• _Exercise instructions_:
- a) In the forum thread below, why does the welcome reply ask picklez to post specific questions elsewhere? Answer in one to three sentences.
- b) From the forum thread below, echo the passage from "I'm fairly fit" up to and including "feedback or recommendations.".

### Text shown ###

# Hello from a newbie



## picklez (Sep 20, 2011)

Hello all, I'm new to the forum. I've been training for about 6 years and seriously for the last 2 or so. My overall training and supplement goal is to increase lean muscle mass, improve endurance and to lose a little bit of body fat.

I'm 6"6'  110kg (240 pounds)  Gym sessions - 3 days a week, boxing 2 nights a week and also swimming, when I can.

I'm fairly fit and I eat well but I would like to bulk up a little and tone up a bit before I start fighting again.

I am just about to start a new cycle, I haven't done one in 4 years so I would like to get some feedback or recommendations.

I'm planning on doing Epistane over 4 weeks, but have also been thinking about pulsing it - every second day??

Here is my planned cycle:

Wk 1-2:  Pre-load Cycle Support.
Wk 2-3:  Cycle Support | Epistane 30mg
Wk 3-7:  Cycle Support | Epistane 40mg
Wk 7-9:  Cycle Support | Nolvadex 20mg |Formadrol Extreme
Wk 9-11: Cycle Support| Nolvadex 10mg | Formadrol Extreme 

I'll also be taking my usual supps: Beta-alanine, taurine, glutamine, MSM,  fishoil, WPI , etc. As well as a balanced diet.

Should I stay away from creatine mono on cycle, or is it alright to take?

Any help / advice is appreciated.  I hope to have some good discussions with everyone.

Thanks in advance!


----------



## Arnold (Sep 20, 2011)

*Welcome to our bodybuilding & fitness community*

*picklez* welcome to IM! 

*FYI* - this forum is for new member introductions, please post specific questions in the appropriate forums, thanks! 

*Forums:*

Weight Training
Supplements
Diet & Nutrition
Anabolic Zone
General Health

*Please join our Free newsletter: *Sign-up Here!

*Check out all of the benefits of becoming an* Elite Member

*Like Us On FB:*




*Note: This is an automated message.*


----------



## picklez (Sep 20, 2011)

Thanks, will do.


----------



## OrbitNutrition (Sep 20, 2011)

Welcome to IM


----------



## World-Pharma.org (Sep 20, 2011)

Big welcome to the forum.

best-regards

World Pharma - Buy anabolic steroids online without prescription


----------



## Chrisotpherm (Sep 21, 2011)

### Information ###

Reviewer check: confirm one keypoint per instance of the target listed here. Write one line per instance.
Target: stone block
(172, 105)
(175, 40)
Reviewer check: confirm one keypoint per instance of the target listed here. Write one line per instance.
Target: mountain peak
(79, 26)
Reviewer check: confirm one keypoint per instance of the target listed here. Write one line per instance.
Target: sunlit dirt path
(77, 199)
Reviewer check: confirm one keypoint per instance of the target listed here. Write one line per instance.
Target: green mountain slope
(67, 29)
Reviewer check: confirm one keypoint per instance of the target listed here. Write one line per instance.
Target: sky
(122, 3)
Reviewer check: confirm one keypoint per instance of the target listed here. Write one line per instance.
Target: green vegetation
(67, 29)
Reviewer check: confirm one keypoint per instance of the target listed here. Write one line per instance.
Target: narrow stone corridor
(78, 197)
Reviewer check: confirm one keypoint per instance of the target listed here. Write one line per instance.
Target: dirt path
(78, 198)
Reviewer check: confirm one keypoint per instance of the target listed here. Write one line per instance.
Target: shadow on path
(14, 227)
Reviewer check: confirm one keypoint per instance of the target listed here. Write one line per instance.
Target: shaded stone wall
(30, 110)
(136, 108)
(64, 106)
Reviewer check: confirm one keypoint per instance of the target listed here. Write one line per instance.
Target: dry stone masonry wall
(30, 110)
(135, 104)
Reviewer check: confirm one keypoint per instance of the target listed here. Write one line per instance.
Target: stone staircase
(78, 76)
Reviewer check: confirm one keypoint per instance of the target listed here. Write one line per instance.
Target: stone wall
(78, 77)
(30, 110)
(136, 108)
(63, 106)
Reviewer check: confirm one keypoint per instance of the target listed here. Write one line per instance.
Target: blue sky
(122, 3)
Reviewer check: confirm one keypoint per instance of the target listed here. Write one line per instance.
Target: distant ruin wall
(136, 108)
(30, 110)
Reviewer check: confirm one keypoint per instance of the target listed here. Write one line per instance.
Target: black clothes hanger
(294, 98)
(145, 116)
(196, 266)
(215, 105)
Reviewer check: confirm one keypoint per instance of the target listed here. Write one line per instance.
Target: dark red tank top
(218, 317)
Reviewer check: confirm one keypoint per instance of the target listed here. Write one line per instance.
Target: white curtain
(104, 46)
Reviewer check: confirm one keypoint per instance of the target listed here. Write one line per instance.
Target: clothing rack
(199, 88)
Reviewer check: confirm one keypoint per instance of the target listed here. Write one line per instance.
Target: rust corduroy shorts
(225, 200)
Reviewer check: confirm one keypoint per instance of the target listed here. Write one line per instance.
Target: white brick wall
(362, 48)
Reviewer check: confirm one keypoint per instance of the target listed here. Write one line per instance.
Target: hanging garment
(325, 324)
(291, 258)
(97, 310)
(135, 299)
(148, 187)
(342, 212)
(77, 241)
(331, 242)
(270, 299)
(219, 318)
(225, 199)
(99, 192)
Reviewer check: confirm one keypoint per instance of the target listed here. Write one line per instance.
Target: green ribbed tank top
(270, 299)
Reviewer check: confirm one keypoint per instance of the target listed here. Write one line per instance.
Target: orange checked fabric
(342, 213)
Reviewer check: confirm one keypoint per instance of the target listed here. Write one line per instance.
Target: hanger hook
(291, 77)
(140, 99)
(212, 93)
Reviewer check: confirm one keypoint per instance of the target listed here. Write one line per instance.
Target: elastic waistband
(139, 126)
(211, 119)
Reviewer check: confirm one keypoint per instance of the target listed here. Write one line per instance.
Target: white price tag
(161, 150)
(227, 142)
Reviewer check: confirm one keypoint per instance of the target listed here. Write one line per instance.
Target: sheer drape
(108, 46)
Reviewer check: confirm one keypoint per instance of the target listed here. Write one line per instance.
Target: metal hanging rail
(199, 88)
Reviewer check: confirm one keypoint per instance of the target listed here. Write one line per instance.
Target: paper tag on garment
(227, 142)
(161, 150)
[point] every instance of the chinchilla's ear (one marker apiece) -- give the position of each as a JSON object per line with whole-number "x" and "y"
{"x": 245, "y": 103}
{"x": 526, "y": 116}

###

• _Results for each task_:
- a) The reply says the forum is for new member introductions. Specific questions should therefore be posted in the appropriate forums.

- b)
I'm fairly fit and I eat well but I would like to bulk up a little and tone up a bit before I start fighting again.

I am just about to start a new cycle, I haven't done one in 4 years so I would like to get some feedback or recommendations.